Point annotation records:
****

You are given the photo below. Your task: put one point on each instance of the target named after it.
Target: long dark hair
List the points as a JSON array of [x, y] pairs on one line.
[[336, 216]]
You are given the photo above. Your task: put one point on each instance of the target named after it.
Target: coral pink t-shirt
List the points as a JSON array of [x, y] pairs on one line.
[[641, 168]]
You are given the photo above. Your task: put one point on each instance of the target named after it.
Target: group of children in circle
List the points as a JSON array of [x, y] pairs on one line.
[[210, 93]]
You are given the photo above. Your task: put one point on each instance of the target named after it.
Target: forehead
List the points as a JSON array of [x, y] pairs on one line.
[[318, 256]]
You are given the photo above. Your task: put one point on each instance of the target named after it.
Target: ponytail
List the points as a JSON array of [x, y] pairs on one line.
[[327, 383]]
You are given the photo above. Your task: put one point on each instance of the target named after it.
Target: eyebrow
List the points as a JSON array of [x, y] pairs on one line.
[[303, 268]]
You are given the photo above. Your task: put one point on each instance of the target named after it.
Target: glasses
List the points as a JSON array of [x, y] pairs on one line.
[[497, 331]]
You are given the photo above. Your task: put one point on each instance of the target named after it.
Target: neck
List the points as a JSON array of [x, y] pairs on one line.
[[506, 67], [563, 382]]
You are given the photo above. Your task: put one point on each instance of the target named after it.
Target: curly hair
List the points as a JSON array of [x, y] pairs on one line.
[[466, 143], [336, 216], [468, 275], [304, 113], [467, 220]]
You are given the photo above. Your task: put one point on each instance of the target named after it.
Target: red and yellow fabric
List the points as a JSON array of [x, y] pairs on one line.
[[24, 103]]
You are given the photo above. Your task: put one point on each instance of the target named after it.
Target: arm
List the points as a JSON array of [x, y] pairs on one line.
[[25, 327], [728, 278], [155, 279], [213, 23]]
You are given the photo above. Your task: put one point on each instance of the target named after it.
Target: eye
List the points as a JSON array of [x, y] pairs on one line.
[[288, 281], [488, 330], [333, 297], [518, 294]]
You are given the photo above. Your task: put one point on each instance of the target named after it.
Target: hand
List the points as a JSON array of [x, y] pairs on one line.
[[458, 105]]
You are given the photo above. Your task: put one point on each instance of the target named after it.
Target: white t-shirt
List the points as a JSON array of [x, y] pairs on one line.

****

Render all of the material above as a numbered list, omitting any blank lines.

- [CORRECT ANSWER]:
1. You are given the photo below. Your task: put one point on each instance of the target named after it.
2. Target: long dark hair
3. List the points as a JSON array of [x, y] pairs on one line.
4. [[336, 216]]
5. You are given the photo above. Your task: put one point on each instance of the target named after it.
6. Target: coral pink t-shirt
7. List the points as a JSON array of [x, y] pairs on one line.
8. [[641, 168]]
9. You are given the photo above. Your task: put one point on each instance of the target named after it.
10. Target: group of children in circle
11. List the points as a JSON array of [x, y] pairs on one line.
12. [[210, 93]]
13. You are given the photo above. Your task: put one point on each instance of the target named after it.
14. Target: forehead
15. List the points as a JSON array of [x, y] pairs on one line.
16. [[318, 256]]
17. You are given the photo above. Your task: put one point on each instance of the target named after it.
18. Target: ponytail
19. List the points as a JSON array of [x, y] pairs on one line.
20. [[327, 383]]
21. You are given the photo above. Your task: put one point on each instance of the target named after it.
22. Target: eyebrow
23. List the points as a JSON array of [x, y] pairs on one line.
24. [[303, 268]]
25. You are given the photo above. Your task: put one point on each instance of the target named after it.
26. Target: glasses
27. List the points as a JSON array of [x, y] pairs on one line.
28. [[497, 331]]
29. You are given the photo above. Your task: put one point on each instance of the target named after it.
30. Target: neck
31. List the points as a JSON array of [x, y] pairs on one line.
32. [[506, 67], [563, 382]]
33. You are given the photo above. Your task: put one point on each instance of the target named after it.
34. Target: curly hair
35. List the points as a JSON array of [x, y] pairs on one line.
36. [[466, 143], [336, 216], [468, 275], [304, 113], [467, 220]]
37. You are given the photo above. Your task: put one point on each instance of the target named after it.
38. Target: red and yellow fabric
39. List the points as a JSON array of [x, y] pairs on one line.
40. [[24, 103]]
41. You are given the photo above. Your task: put one point on each instance of the target named after it.
42. Target: arm
43. List the points as a JSON array of [x, y] pairs on one line.
44. [[25, 327], [728, 278], [155, 279], [213, 23]]
45. You are given the photo above. Your task: put one point on each instance of the target named after it.
46. Target: eye
47. List the points as a JSON array of [x, y] pairs on one line.
48. [[288, 281], [488, 330], [333, 297], [518, 294]]
49. You are given the photo above. Your task: put one point on each instance of the target named after it.
50. Target: hand
51. List the points as a JSON array of [x, y] pairs on one line.
52. [[458, 105]]
53. You are given the photo above. Your task: put one point on each instance of the target named after it.
54. Target: white t-shirt
55. List the points as a JSON array of [x, y] pairs on one line.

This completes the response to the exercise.